### Given problem
Produce an exact transcription of the listing below, omitting the pictures.

══════

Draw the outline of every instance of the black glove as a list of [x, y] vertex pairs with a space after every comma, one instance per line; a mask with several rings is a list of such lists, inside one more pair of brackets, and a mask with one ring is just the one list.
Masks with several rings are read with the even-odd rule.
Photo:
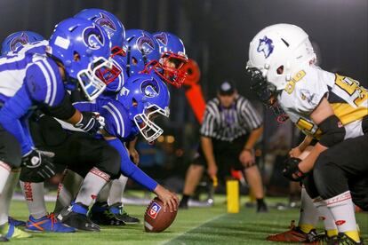
[[22, 181], [43, 182], [56, 173], [56, 167], [52, 162], [53, 153], [33, 150], [21, 160]]
[[82, 118], [76, 128], [81, 129], [91, 134], [97, 133], [105, 126], [105, 118], [92, 112], [82, 112]]
[[[285, 166], [283, 170], [283, 175], [284, 177], [289, 178], [292, 181], [300, 182], [305, 177], [306, 174], [300, 171], [299, 169], [299, 162], [300, 162], [301, 160], [295, 157], [291, 157], [287, 159], [284, 162]], [[292, 175], [296, 175], [297, 178], [294, 178]]]

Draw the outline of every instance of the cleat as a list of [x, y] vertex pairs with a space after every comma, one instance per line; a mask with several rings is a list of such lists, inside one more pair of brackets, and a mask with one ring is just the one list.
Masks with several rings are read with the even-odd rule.
[[9, 240], [6, 237], [0, 234], [0, 242], [4, 242], [4, 241], [9, 241]]
[[333, 236], [330, 239], [328, 244], [331, 245], [356, 245], [356, 244], [364, 244], [362, 238], [359, 242], [356, 242], [345, 233], [340, 233], [337, 236]]
[[115, 217], [108, 209], [108, 202], [96, 202], [93, 204], [90, 212], [92, 221], [101, 225], [125, 225], [123, 220]]
[[268, 213], [268, 208], [265, 202], [260, 203], [257, 206], [257, 213]]
[[0, 235], [6, 239], [22, 239], [32, 237], [31, 234], [23, 232], [20, 228], [15, 227], [12, 224], [5, 224], [0, 228]]
[[68, 226], [74, 227], [81, 231], [89, 231], [89, 232], [100, 232], [100, 225], [94, 224], [84, 213], [80, 213], [74, 211], [74, 208], [84, 209], [85, 213], [87, 209], [82, 206], [83, 204], [73, 204], [68, 209], [63, 209], [60, 213], [58, 215], [58, 219], [68, 225]]
[[315, 229], [311, 230], [308, 233], [306, 233], [302, 232], [299, 226], [295, 226], [294, 223], [295, 221], [292, 220], [289, 231], [269, 235], [266, 240], [283, 242], [310, 242], [313, 241], [313, 237], [317, 235]]
[[188, 202], [180, 202], [180, 203], [179, 203], [179, 209], [188, 209]]
[[12, 217], [8, 217], [8, 222], [9, 222], [9, 224], [12, 224], [14, 226], [26, 226], [26, 222], [24, 222], [22, 220], [15, 219]]
[[76, 229], [60, 222], [53, 213], [36, 219], [29, 216], [26, 230], [29, 232], [75, 233]]
[[112, 213], [118, 220], [125, 224], [139, 224], [140, 221], [138, 217], [130, 216], [123, 208], [122, 203], [117, 202], [109, 207], [109, 212]]

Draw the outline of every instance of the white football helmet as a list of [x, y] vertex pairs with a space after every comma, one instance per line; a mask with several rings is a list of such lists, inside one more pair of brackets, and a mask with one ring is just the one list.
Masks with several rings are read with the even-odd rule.
[[279, 91], [316, 59], [305, 31], [294, 25], [276, 24], [262, 29], [252, 40], [247, 67], [258, 70]]

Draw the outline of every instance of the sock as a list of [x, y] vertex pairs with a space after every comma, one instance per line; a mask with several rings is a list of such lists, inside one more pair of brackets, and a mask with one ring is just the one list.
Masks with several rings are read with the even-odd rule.
[[7, 181], [3, 188], [3, 192], [0, 195], [0, 225], [8, 223], [9, 208], [12, 202], [12, 194], [14, 193], [14, 187], [18, 183], [20, 178], [20, 170], [12, 170]]
[[303, 233], [308, 233], [313, 230], [318, 222], [318, 213], [313, 205], [313, 200], [307, 194], [305, 188], [301, 188], [300, 216], [298, 226]]
[[347, 191], [324, 201], [333, 216], [339, 233], [344, 233], [359, 242], [360, 238], [356, 229], [356, 214], [350, 192]]
[[8, 177], [11, 173], [11, 167], [4, 162], [0, 161], [0, 195], [3, 194]]
[[28, 206], [29, 214], [38, 219], [47, 214], [44, 202], [44, 182], [31, 183], [20, 180], [20, 187]]
[[91, 206], [109, 179], [108, 174], [95, 167], [92, 169], [82, 183], [81, 189], [76, 198], [76, 203], [80, 202], [87, 207]]
[[327, 236], [332, 237], [339, 233], [335, 220], [330, 209], [327, 208], [326, 202], [318, 197], [315, 199], [314, 205], [318, 211], [319, 219], [324, 221], [324, 229]]
[[64, 171], [61, 182], [59, 184], [54, 213], [58, 214], [62, 209], [70, 205], [71, 201], [76, 199], [82, 182], [83, 178], [77, 173], [70, 170]]
[[188, 201], [189, 200], [190, 195], [188, 194], [183, 194], [183, 197], [181, 198], [180, 203], [187, 203], [188, 204]]
[[96, 202], [108, 202], [108, 194], [110, 193], [112, 181], [108, 182], [108, 184], [103, 186], [103, 188], [100, 191], [99, 195], [97, 196]]
[[123, 202], [123, 194], [125, 190], [126, 182], [128, 178], [121, 175], [118, 179], [112, 181], [110, 193], [108, 194], [108, 204], [113, 205], [117, 202]]

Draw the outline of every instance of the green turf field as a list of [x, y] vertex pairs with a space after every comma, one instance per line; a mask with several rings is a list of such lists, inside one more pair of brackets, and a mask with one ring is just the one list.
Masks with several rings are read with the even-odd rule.
[[[245, 200], [242, 200], [242, 203]], [[277, 201], [280, 201], [279, 199]], [[268, 203], [276, 202], [268, 199]], [[224, 197], [216, 196], [212, 208], [191, 208], [180, 210], [172, 226], [161, 233], [147, 233], [143, 225], [104, 226], [100, 233], [78, 232], [71, 234], [33, 233], [27, 240], [13, 240], [12, 244], [271, 244], [265, 241], [268, 234], [284, 231], [292, 219], [298, 217], [296, 209], [270, 209], [256, 214], [254, 209], [241, 208], [238, 214], [228, 214]], [[48, 203], [51, 210], [52, 203]], [[146, 207], [126, 206], [126, 210], [143, 219]], [[25, 202], [13, 202], [11, 215], [26, 219]], [[368, 239], [368, 214], [357, 214], [363, 237]], [[26, 243], [27, 242], [27, 243]], [[280, 243], [277, 243], [280, 244]]]

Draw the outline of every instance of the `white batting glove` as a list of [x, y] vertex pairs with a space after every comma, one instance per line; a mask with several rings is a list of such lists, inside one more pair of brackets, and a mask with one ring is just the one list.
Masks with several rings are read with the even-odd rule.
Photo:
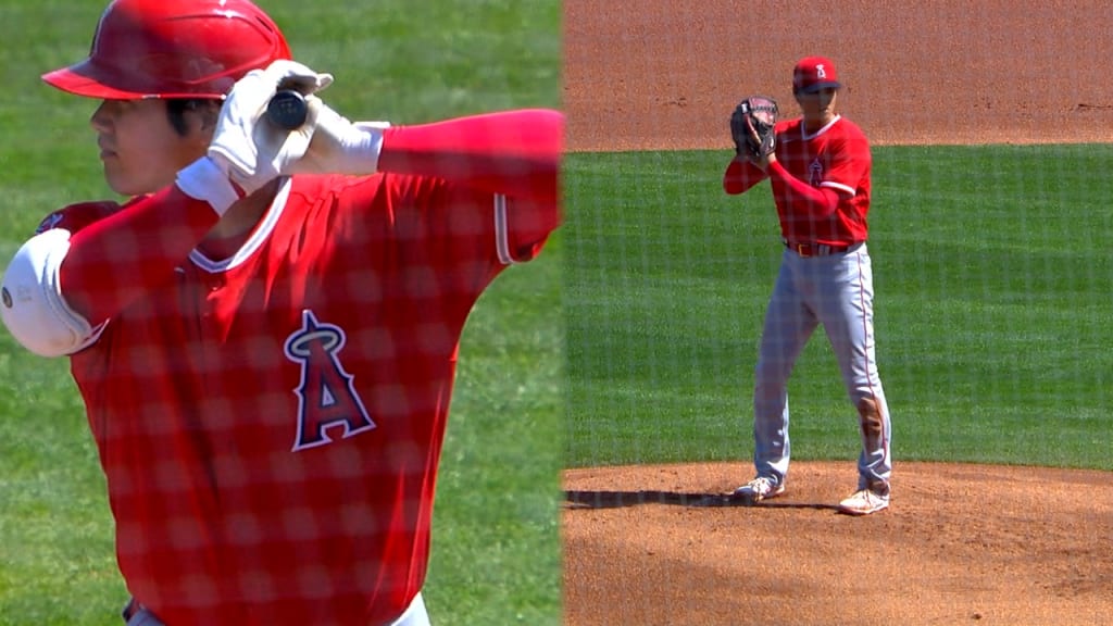
[[374, 174], [383, 149], [383, 130], [388, 121], [348, 121], [321, 98], [306, 98], [309, 117], [315, 119], [313, 137], [304, 155], [287, 162], [282, 174]]
[[317, 74], [287, 60], [248, 72], [236, 82], [220, 108], [208, 157], [246, 194], [259, 189], [302, 158], [316, 121], [309, 110], [305, 125], [296, 130], [274, 126], [265, 119], [270, 98], [279, 86], [308, 96], [332, 82], [332, 75]]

══════

### Output for this exercise
Draw the outline of every instance of the black glove as a list of [x, y] vertex pairs with a space after every comma, one instance per line; a mask with several rings is a list of such lists, inside one more pair of brackets, and a mask with one ring is just the one list.
Masks with several rings are read with the even-odd rule.
Photo:
[[22, 181], [43, 182], [56, 173], [56, 167], [52, 162], [53, 153], [33, 150], [21, 160]]
[[82, 118], [76, 128], [81, 129], [91, 134], [97, 133], [105, 126], [105, 118], [92, 112], [82, 112]]
[[[285, 166], [283, 170], [283, 175], [284, 177], [289, 178], [292, 181], [300, 182], [305, 177], [306, 174], [300, 171], [299, 169], [299, 162], [300, 162], [301, 160], [295, 157], [291, 157], [287, 159], [284, 162]], [[292, 175], [296, 175], [297, 178], [294, 178]]]

Draw the outline of every instance of the cleat as a list of [x, y] vertex pairs with a space after every comma, one instance per line; a mask with several rings is a list of such lists, inside one more pair of brackets, and a mask with one ring is just the one list.
Masks with several rings are read with the even-odd rule.
[[9, 240], [6, 237], [0, 234], [0, 242], [4, 242], [4, 241], [9, 241]]
[[333, 236], [330, 239], [328, 244], [331, 245], [356, 245], [356, 244], [364, 244], [362, 238], [359, 242], [356, 242], [345, 233], [340, 233], [337, 236]]
[[115, 217], [108, 209], [108, 202], [96, 202], [93, 204], [90, 212], [92, 221], [101, 225], [125, 225], [123, 220]]
[[268, 213], [268, 208], [265, 202], [260, 203], [257, 206], [257, 213]]
[[0, 235], [6, 239], [22, 239], [32, 237], [31, 234], [23, 232], [20, 228], [15, 227], [12, 224], [5, 224], [0, 228]]
[[68, 226], [74, 227], [81, 231], [89, 231], [89, 232], [100, 232], [100, 225], [94, 224], [84, 213], [80, 213], [74, 211], [74, 208], [84, 209], [85, 213], [87, 209], [82, 206], [83, 204], [73, 204], [68, 209], [63, 209], [60, 213], [58, 215], [58, 219], [68, 225]]
[[315, 229], [311, 230], [308, 233], [306, 233], [302, 232], [299, 226], [295, 226], [294, 223], [295, 221], [292, 220], [289, 231], [269, 235], [266, 240], [283, 242], [310, 242], [313, 241], [313, 237], [317, 235]]
[[188, 202], [180, 202], [180, 203], [179, 203], [179, 209], [188, 209]]
[[12, 217], [8, 217], [8, 222], [9, 222], [9, 224], [12, 224], [14, 226], [26, 226], [26, 222], [24, 222], [22, 220], [15, 219]]
[[76, 229], [60, 222], [53, 213], [36, 219], [29, 216], [26, 230], [29, 232], [75, 233]]
[[112, 213], [118, 220], [125, 224], [139, 224], [140, 221], [138, 217], [130, 216], [123, 208], [122, 203], [117, 202], [109, 207], [109, 212]]

Draw the outline of every instance of the white football helmet as a list of [x, y] vertex pairs with a space after every comma, one instance per line; a mask with several rings is a list of such lists, inside one more pair of brackets, and a mask with one ring is just the one list.
Masks with several rings are read with the even-odd rule.
[[279, 91], [316, 59], [305, 31], [294, 25], [276, 24], [262, 29], [252, 40], [247, 67], [258, 70]]

Draw the outline of every instance of the sock as a list of [x, y] vertex pairs with a space after every comma, one instance per line; a mask with several rings is a list of such lists, inside one more pair of brackets, and a mask with one ring is just the one list.
Masks with several rings are read with the even-odd rule.
[[7, 181], [3, 188], [3, 192], [0, 195], [0, 225], [8, 223], [9, 208], [12, 202], [12, 194], [14, 193], [14, 187], [18, 183], [20, 178], [20, 170], [12, 170]]
[[303, 233], [308, 233], [313, 230], [318, 222], [318, 213], [313, 205], [313, 200], [307, 194], [305, 188], [301, 188], [300, 216], [298, 226]]
[[347, 191], [324, 201], [333, 216], [339, 233], [344, 233], [359, 242], [360, 238], [356, 229], [356, 214], [350, 192]]
[[8, 177], [11, 173], [11, 167], [4, 162], [0, 161], [0, 195], [3, 194]]
[[28, 206], [29, 214], [38, 219], [47, 214], [44, 202], [44, 182], [31, 183], [20, 180], [20, 187]]
[[91, 206], [109, 179], [108, 174], [95, 167], [92, 169], [82, 183], [81, 189], [76, 198], [76, 203], [80, 202], [87, 207]]
[[327, 236], [332, 237], [339, 233], [335, 220], [330, 209], [327, 208], [326, 202], [318, 197], [315, 199], [314, 205], [318, 211], [319, 219], [324, 221], [324, 229]]
[[64, 171], [61, 182], [59, 184], [54, 213], [58, 214], [62, 209], [70, 205], [71, 201], [76, 199], [82, 182], [83, 178], [77, 173], [70, 170]]
[[188, 201], [189, 200], [190, 195], [188, 194], [183, 194], [183, 197], [181, 198], [180, 203], [187, 203], [188, 204]]
[[96, 202], [108, 202], [108, 194], [110, 193], [112, 181], [108, 182], [108, 184], [103, 186], [103, 188], [100, 191], [99, 195], [97, 196]]
[[123, 202], [123, 194], [125, 190], [126, 182], [128, 178], [121, 175], [118, 179], [112, 181], [110, 193], [108, 194], [108, 204], [113, 205], [117, 202]]

Draw the outline of every instance of the green turf field as a list of [x, y] vertex pairs with a space after every comma, one instance per line; a mask with several rings is a list of such lists, inside one more pair of brackets, and a mask with one ring is just the one list.
Masks with several rings are read with the even-odd rule.
[[[245, 200], [242, 200], [242, 203]], [[277, 201], [280, 201], [279, 199]], [[268, 203], [276, 202], [268, 199]], [[224, 197], [216, 196], [212, 208], [191, 208], [180, 210], [172, 226], [161, 233], [147, 233], [143, 225], [104, 226], [100, 233], [78, 232], [71, 234], [33, 233], [27, 240], [13, 240], [12, 244], [271, 244], [265, 241], [268, 234], [284, 231], [292, 219], [298, 217], [296, 209], [270, 209], [256, 214], [254, 209], [241, 208], [238, 214], [228, 214]], [[48, 203], [51, 210], [52, 203]], [[146, 207], [126, 206], [126, 210], [143, 219]], [[25, 202], [13, 202], [11, 215], [26, 219]], [[368, 239], [368, 214], [357, 214], [363, 237]], [[26, 243], [27, 242], [27, 243]], [[280, 243], [277, 243], [280, 244]]]

Draw the outline of every instance of the `white batting glove` as a list of [x, y] vertex pairs with a space after every comma, one instance per line; a mask with several rings is a list of such lists, inside one more pair of brackets, and a mask with one ring is just the one list.
Masks with several rings are read with the even-odd rule.
Photo:
[[374, 174], [383, 149], [383, 130], [388, 121], [348, 121], [321, 98], [306, 98], [309, 117], [315, 119], [313, 137], [304, 155], [287, 162], [282, 174]]
[[317, 74], [287, 60], [248, 72], [236, 82], [220, 108], [208, 157], [246, 194], [259, 189], [302, 158], [316, 121], [309, 110], [305, 125], [296, 130], [274, 126], [265, 119], [270, 98], [279, 86], [308, 96], [332, 82], [332, 75]]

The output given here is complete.